====== SUPPLIED DATA ======

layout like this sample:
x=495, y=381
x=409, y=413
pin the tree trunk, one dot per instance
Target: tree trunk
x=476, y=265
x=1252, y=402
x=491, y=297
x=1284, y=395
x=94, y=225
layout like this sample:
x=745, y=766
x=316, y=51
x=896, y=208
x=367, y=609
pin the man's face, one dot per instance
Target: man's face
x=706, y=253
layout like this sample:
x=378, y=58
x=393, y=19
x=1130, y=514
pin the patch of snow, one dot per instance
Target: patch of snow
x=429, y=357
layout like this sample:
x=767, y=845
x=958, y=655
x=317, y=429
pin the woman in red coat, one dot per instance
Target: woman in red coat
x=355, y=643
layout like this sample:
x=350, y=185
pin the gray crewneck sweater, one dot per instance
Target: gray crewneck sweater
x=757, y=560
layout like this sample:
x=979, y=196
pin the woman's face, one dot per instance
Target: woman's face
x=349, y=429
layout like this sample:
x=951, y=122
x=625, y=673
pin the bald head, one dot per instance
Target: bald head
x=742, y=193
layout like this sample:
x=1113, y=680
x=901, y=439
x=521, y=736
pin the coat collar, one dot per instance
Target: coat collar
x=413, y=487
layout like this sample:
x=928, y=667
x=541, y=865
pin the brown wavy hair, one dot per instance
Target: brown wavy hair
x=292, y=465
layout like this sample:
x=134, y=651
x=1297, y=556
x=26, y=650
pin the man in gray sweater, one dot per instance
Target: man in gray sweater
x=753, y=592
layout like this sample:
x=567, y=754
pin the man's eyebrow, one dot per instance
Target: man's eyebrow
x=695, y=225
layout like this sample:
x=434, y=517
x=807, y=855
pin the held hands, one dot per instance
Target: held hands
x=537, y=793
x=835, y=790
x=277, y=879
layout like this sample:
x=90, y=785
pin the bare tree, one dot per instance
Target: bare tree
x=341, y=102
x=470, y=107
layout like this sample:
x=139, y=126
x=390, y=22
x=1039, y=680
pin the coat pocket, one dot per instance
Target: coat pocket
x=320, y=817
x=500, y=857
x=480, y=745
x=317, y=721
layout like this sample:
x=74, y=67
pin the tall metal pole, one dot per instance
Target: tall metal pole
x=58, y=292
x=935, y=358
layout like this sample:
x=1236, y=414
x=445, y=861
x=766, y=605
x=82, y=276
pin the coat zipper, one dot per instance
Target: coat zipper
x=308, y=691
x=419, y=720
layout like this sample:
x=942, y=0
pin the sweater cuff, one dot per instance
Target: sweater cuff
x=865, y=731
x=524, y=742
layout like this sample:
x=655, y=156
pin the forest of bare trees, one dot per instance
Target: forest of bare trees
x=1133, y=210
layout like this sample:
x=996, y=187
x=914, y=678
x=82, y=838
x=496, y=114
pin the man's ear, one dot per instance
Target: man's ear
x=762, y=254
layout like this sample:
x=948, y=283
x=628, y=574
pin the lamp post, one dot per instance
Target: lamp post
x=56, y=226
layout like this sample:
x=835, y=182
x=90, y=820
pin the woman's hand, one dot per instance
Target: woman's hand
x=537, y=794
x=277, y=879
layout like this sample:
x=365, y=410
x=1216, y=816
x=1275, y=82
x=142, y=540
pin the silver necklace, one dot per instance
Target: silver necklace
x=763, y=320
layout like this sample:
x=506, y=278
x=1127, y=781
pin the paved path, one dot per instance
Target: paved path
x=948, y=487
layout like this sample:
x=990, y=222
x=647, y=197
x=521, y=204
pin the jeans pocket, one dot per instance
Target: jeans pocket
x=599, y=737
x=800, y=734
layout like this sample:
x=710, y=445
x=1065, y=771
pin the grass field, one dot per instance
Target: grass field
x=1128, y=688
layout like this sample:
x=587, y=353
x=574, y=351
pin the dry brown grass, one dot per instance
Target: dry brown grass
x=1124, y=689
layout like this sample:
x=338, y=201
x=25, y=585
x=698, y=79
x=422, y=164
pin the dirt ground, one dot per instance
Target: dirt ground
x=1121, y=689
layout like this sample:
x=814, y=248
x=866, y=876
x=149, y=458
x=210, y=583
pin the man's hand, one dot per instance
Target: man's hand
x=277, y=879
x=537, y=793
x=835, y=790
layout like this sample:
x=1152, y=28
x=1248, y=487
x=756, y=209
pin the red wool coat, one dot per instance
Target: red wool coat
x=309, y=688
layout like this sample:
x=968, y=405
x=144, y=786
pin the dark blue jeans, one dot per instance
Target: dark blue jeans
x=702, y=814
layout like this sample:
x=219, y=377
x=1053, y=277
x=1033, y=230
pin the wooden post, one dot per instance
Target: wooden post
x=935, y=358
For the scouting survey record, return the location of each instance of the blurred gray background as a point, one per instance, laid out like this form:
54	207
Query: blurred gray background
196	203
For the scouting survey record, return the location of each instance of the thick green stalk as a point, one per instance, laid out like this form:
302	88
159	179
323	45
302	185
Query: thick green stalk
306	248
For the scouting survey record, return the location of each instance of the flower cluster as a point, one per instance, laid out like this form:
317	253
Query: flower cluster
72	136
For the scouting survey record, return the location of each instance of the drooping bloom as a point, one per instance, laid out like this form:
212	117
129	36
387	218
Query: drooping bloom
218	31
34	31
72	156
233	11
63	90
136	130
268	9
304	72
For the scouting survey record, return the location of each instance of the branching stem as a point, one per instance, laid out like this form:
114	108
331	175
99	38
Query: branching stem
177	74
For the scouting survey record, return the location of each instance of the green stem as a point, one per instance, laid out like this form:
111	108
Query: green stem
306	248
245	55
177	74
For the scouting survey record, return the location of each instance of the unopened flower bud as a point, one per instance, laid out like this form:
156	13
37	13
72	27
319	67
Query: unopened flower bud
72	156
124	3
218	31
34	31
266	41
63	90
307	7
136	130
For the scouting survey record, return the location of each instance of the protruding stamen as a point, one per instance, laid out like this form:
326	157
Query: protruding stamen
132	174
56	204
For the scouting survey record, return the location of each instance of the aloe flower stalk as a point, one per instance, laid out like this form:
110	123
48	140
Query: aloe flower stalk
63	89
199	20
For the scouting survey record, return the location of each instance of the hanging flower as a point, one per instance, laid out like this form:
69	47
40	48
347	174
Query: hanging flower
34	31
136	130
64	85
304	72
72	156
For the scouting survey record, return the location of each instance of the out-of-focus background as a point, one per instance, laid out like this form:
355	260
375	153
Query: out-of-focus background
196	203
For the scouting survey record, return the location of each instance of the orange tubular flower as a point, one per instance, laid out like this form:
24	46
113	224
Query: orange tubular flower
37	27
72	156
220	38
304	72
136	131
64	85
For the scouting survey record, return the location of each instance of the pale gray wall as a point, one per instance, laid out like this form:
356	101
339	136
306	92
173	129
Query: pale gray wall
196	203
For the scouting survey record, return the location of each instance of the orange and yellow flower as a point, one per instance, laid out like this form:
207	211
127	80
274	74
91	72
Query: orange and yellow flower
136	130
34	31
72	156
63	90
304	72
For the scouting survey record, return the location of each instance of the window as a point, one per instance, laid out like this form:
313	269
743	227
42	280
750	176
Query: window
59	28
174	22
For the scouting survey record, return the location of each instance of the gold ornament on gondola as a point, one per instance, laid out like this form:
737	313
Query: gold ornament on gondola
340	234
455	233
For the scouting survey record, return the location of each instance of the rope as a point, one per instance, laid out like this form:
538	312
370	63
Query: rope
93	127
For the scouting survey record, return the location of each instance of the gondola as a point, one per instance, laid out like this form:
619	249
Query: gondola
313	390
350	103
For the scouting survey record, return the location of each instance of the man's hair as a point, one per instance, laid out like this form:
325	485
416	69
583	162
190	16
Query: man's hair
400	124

======

→ EXERCISE REQUIREMENTS:
Give the data back in full, matching it character for character.

→ OUTPUT OF THE TASK:
layout like this sample:
x=495, y=381
x=409, y=413
pin the tree trunk, one dot per instance
Target: tree trunk
x=476, y=265
x=1252, y=402
x=491, y=297
x=1284, y=395
x=94, y=225
layout like this sample:
x=745, y=766
x=316, y=51
x=896, y=208
x=367, y=609
pin the man's face, one dot per instance
Target: man's face
x=706, y=253
layout like this sample:
x=378, y=58
x=393, y=19
x=1130, y=514
pin the patch of snow, one dot per instance
Target: patch of snow
x=429, y=357
layout like this sample:
x=767, y=845
x=958, y=655
x=317, y=429
pin the woman in red coat, one dot per instance
Target: woman in red coat
x=355, y=643
layout like this sample:
x=350, y=185
pin the gray crewneck sweater, one dot per instance
Target: gray crewneck sweater
x=757, y=560
layout like this sample:
x=979, y=196
pin the woman's face, one dot per instance
Target: woman's face
x=349, y=429
layout like this sample:
x=951, y=122
x=625, y=673
pin the bald head, one dot per instance
Target: bald head
x=742, y=193
layout like this sample:
x=1113, y=680
x=901, y=439
x=521, y=736
pin the coat collar, one dot per instance
Target: coat collar
x=413, y=487
layout like this sample:
x=928, y=667
x=541, y=865
pin the brown wavy hair, one dot per instance
Target: brown wavy hair
x=292, y=465
layout like this sample:
x=134, y=651
x=1297, y=556
x=26, y=650
pin the man in gray sweater, one dot per instance
Target: man in gray sweater
x=753, y=592
layout like this sample:
x=567, y=754
pin the man's eyebrow, one dot per instance
Target: man's eyebrow
x=695, y=225
layout like this sample:
x=434, y=517
x=807, y=855
pin the held hands, one dot per instance
Target: held hands
x=537, y=793
x=835, y=790
x=277, y=879
layout like this sample:
x=90, y=785
pin the bare tree, one dot per instance
Target: bare tree
x=341, y=102
x=470, y=107
layout like this sample:
x=139, y=126
x=390, y=22
x=1039, y=680
pin the coat pocket, one dot per instance
Target: coat pocket
x=320, y=817
x=500, y=857
x=480, y=745
x=317, y=721
layout like this sample:
x=74, y=67
pin the tall metal pole, one dot per instance
Target: tall metal pole
x=58, y=292
x=935, y=358
layout like this sample:
x=1236, y=414
x=445, y=861
x=766, y=605
x=82, y=276
pin the coat zipper, one dot per instance
Target: coat zipper
x=308, y=691
x=419, y=720
layout like this sample:
x=942, y=0
pin the sweater cuff, one dot per instance
Target: sweater cuff
x=865, y=731
x=524, y=742
layout like this sample:
x=655, y=156
pin the forest of bare trees, one dot per instance
Target: forest of bare trees
x=1133, y=210
layout like this sample:
x=996, y=187
x=914, y=678
x=82, y=838
x=496, y=114
pin the man's ear, one dot per instance
Target: man's ear
x=762, y=254
layout like this sample:
x=948, y=283
x=628, y=574
pin the lamp post, one dot per instance
Target: lamp post
x=56, y=226
layout like this sample:
x=835, y=182
x=90, y=820
pin the woman's hand, one dot per instance
Target: woman's hand
x=537, y=794
x=277, y=879
layout like this sample:
x=365, y=410
x=1216, y=816
x=1275, y=82
x=142, y=540
pin the silver necklace, one dot per instance
Target: silver necklace
x=763, y=320
layout like this sample:
x=506, y=278
x=1127, y=781
pin the paved path, one dot per instance
Target: paved path
x=948, y=487
layout like this sample:
x=990, y=222
x=647, y=197
x=521, y=204
pin the jeans pocket, one dot per instance
Target: jeans pocket
x=599, y=737
x=800, y=734
layout like this sample:
x=710, y=445
x=1065, y=771
pin the grass field, one dot per instance
Target: grass field
x=1128, y=688
layout like this sample:
x=587, y=353
x=574, y=351
pin the dry brown grass, one dot per instance
Target: dry brown grass
x=1124, y=689
layout like this sample:
x=338, y=201
x=25, y=585
x=698, y=79
x=422, y=164
pin the dirt ground, one dot per instance
Target: dirt ground
x=1121, y=689
layout like this sample:
x=814, y=248
x=866, y=876
x=149, y=458
x=210, y=583
pin the man's hand, one dot per instance
Target: man's hand
x=277, y=879
x=537, y=793
x=835, y=790
layout like this sample:
x=1152, y=28
x=1248, y=487
x=756, y=209
pin the red wool coat, one dot per instance
Target: red wool coat
x=309, y=688
layout like this sample:
x=968, y=405
x=144, y=786
pin the dark blue jeans, one dot per instance
Target: dark blue jeans
x=702, y=814
layout like this sample:
x=219, y=377
x=1053, y=277
x=1033, y=230
pin the wooden post, one dot per instance
Target: wooden post
x=935, y=358
For the scouting survey record, return the location of each instance of the blurred gray background as a point, one per instance, laid out like this form:
54	207
Query: blurred gray background
196	203
For the scouting survey record, return the location of each instance of the thick green stalk as a point, one per instance, laid out like this form:
302	88
159	179
323	45
302	185
Query: thick green stalk
306	248
For the scouting survey record, return the location of each instance of the flower cluster as a point, one per instance, laid out like this form:
317	253
Query: flower cluster
72	136
For the scouting survey record, return the location of each instance of the drooping bloom as a point, one per instance, laid out like this form:
212	117
129	36
387	218
Query: drooping bloom
218	31
34	31
72	156
233	11
63	90
136	130
268	9
304	72
For the scouting survey record, return the location of each instance of the branching stem as a point, one per instance, laid out like this form:
114	108
331	175
99	38
Query: branching stem
177	74
For the scouting survey record, return the location of each instance of the green stem as a point, one per instance, laid out like this form:
111	108
Query: green stem
306	248
245	55
177	74
For the scouting survey record, return the location of each instance of the unopened flower bud as a point, one per instance, laid out like this form:
156	13
37	13
72	27
319	67
Query: unopened flower bud
72	156
124	3
218	31
34	31
266	41
63	90
307	7
136	130
For the scouting survey record, return the location of each instance of the protruding stamen as a point, one per instance, laid out like this form:
326	157
Query: protruding stamen
132	174
56	204
For the scouting survey record, return the location of each instance of the aloe flower stalk as a point, one per instance, laid out like this form:
110	123
48	140
Query: aloe flower stalk
63	89
199	20
For the scouting survey record, return the location of each instance of the hanging flower as a point, one per instance, laid out like this form:
69	47
40	48
347	174
Query: hanging flower
34	31
136	130
64	85
304	72
72	156
For the scouting survey record, return the location of each instance of the out-of-focus background as a point, one per instance, laid out like this form:
355	260
375	153
Query: out-of-focus background
196	203
For the scouting survey record, return the location of each instance of the orange tubular flower as a point, one per instance, laid out like this form:
24	46
113	224
Query: orange tubular flower
37	27
72	156
220	38
304	72
136	131
64	85
For the scouting survey record, return the location of each instance of the pale gray wall as a point, one per instance, laid out like this form:
356	101
339	136
306	92
173	129
Query: pale gray wall
196	203
For the scouting survey record, return the location of each instance of the orange and yellow flower as a point, one per instance, laid out like this form:
207	211
127	80
274	74
91	72
Query: orange and yellow flower
136	130
34	31
72	156
63	90
304	72
For the scouting survey record, return the location of each instance of the window as a point, one per instance, laid out like this form:
313	269
743	227
42	280
750	176
Query: window
59	28
174	22
For the scouting survey record, return the location of each instance of the gold ornament on gondola as a point, one per instance, laid out like this form:
737	313
Query: gold ornament on gondola
340	234
455	233
For the scouting survey record, return the location of each instance of the rope as a point, one per instance, laid out like this form:
538	312
370	63
Query: rope
93	127
For the scouting survey record, return the location of each instance of the gondola as a point, one per instance, laid out like this form:
619	249
Query: gondola
313	390
350	103
For the scouting survey record, return the location of each instance of the man's hair as a point, one per instance, laid out like this form:
325	485
416	69
583	162
190	16
Query: man's hair
400	124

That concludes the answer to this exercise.